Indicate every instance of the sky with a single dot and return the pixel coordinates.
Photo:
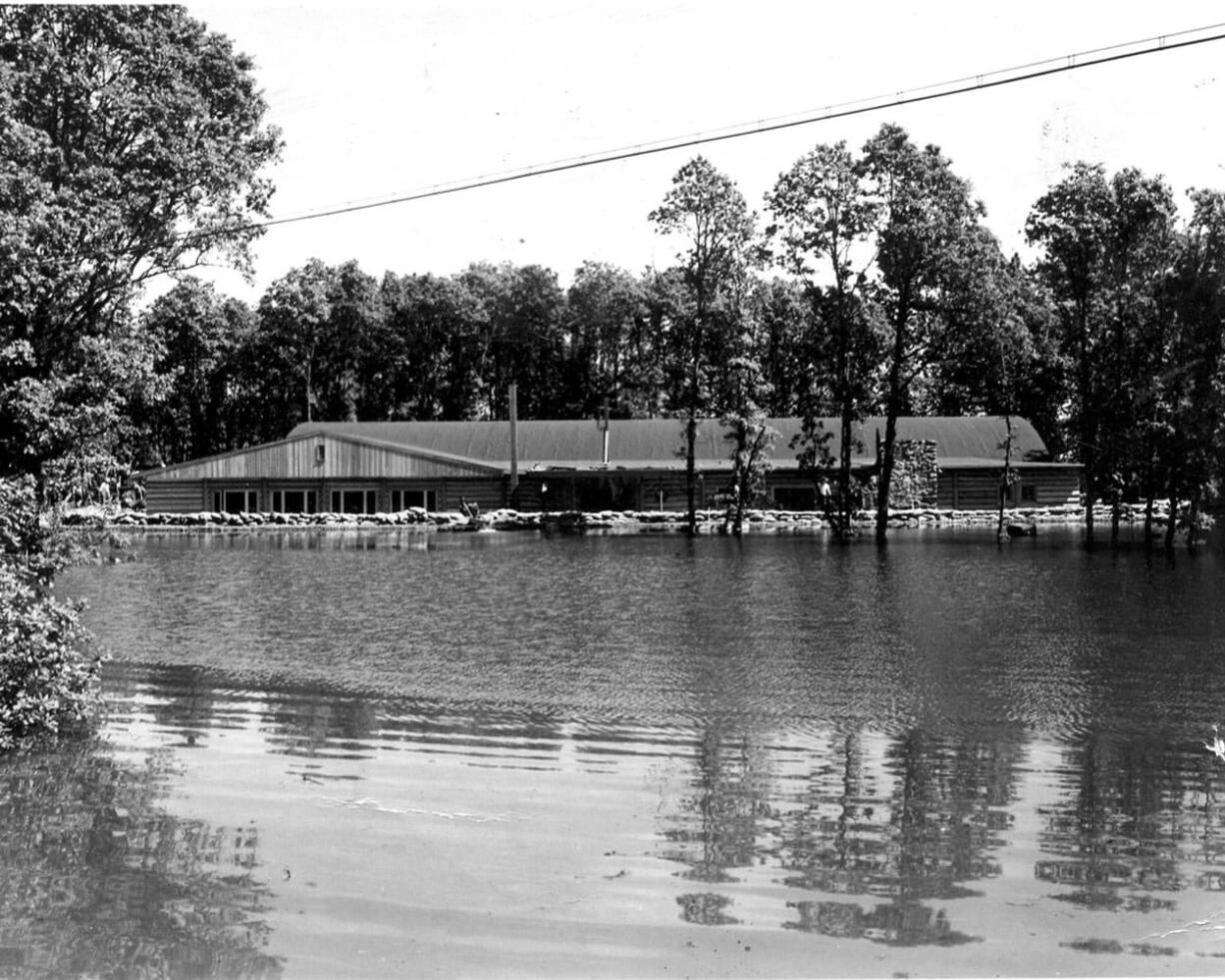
(375, 102)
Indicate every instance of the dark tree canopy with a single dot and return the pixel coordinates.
(133, 146)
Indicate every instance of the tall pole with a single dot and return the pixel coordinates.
(605, 429)
(515, 438)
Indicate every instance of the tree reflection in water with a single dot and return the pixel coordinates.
(912, 826)
(96, 880)
(1136, 812)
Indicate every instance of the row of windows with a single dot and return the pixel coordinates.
(307, 501)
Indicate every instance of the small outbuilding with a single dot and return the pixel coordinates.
(627, 465)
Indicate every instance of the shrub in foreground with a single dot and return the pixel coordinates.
(48, 671)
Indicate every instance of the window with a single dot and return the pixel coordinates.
(353, 501)
(236, 501)
(795, 497)
(401, 499)
(293, 501)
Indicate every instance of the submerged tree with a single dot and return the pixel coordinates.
(1106, 245)
(709, 212)
(823, 221)
(928, 244)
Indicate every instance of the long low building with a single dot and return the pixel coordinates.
(631, 465)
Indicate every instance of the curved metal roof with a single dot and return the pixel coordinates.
(643, 444)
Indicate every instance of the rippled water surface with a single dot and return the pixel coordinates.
(392, 753)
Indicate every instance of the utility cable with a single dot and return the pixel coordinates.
(996, 79)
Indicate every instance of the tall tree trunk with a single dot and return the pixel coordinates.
(689, 473)
(1171, 520)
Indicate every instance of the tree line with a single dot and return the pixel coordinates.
(135, 147)
(868, 285)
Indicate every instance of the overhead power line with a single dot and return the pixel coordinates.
(995, 79)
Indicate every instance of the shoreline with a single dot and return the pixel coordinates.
(709, 520)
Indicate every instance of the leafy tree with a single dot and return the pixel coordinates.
(437, 332)
(606, 308)
(133, 142)
(525, 308)
(1106, 247)
(784, 319)
(196, 335)
(709, 212)
(928, 249)
(133, 147)
(1192, 388)
(824, 217)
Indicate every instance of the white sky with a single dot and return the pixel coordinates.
(380, 101)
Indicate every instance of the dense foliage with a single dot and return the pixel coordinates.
(130, 147)
(47, 669)
(889, 297)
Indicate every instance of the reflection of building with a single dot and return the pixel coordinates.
(910, 824)
(568, 465)
(1133, 819)
(903, 924)
(921, 835)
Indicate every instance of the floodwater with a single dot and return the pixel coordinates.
········
STATED EXERCISE: Rewrite the full listing above, swapping "single dot" for "single point" everywhere it occurs and keeping everything else unchanged. Leave out the pictures.

WRITTEN RESPONSE:
Indicate every instance of the sky with a single point and return the pixel coordinates.
Photo:
(375, 102)
Indicate every instance of the dark tree canopy with a single point and return the pixel coordinates.
(133, 146)
Indicate every instance of the tall pole with a single point and return the pixel coordinates.
(605, 429)
(515, 438)
Indicate every instance of the tree reflection in water with a single point and return the pixel coordinates.
(912, 826)
(96, 880)
(1136, 812)
Indicate every instance of the row of windows with a single point and return the pixel coordinates.
(307, 501)
Indicate every instance of the small outbuilding with a single point and return the pixel coordinates.
(627, 465)
Indicate every instance of the shrub in foreground with a single point and return the pixel coordinates.
(48, 671)
Indicate every instance of the window with a single point and return the pixel coordinates.
(353, 501)
(236, 501)
(795, 497)
(401, 499)
(293, 501)
Indicate every instance of the submerged tree with a single point and return the pixel coordinates.
(1106, 245)
(709, 212)
(823, 221)
(928, 244)
Indicate every instance of the long low building with a single point and return the pixel coordinates.
(631, 465)
Indicate every instance of the curved metal roof with a single point and return the pixel coordinates.
(643, 444)
Indicate every instance of the rippled water surface with a single point and return the pixel coordinates.
(392, 753)
Indicate every instance of the utility cable with a single point and return the pixel coordinates.
(996, 79)
Indicate every instance of the tall tree trunk with a single point and return the pixel coordinates.
(689, 473)
(1171, 520)
Indicate every instance of the tree line with a single point and return the pixel coordinates.
(135, 147)
(868, 285)
Indicate every instance of the overhead power line with a single point and return the pixel coordinates.
(995, 79)
Indicate every instance of the shoreline with a single point and return the pixel coordinates.
(709, 520)
Indicate every instance of the leafy tree with a single point and return the pixel coordinates.
(437, 332)
(606, 308)
(133, 142)
(525, 308)
(1106, 247)
(784, 319)
(196, 335)
(709, 212)
(928, 249)
(133, 147)
(1192, 388)
(824, 217)
Indicate every instance of the white sky with a single point and return the pixel coordinates.
(380, 101)
Indicate every instance of the dense foliage with a single point and return the pixel coordinates.
(130, 147)
(47, 669)
(889, 297)
Indicate every instance of the reflection of building with a single point and return the pixel coordinates.
(910, 824)
(568, 465)
(1133, 819)
(903, 924)
(921, 835)
Indicate every instance of the floodwater with a single point and return the pixel coordinates.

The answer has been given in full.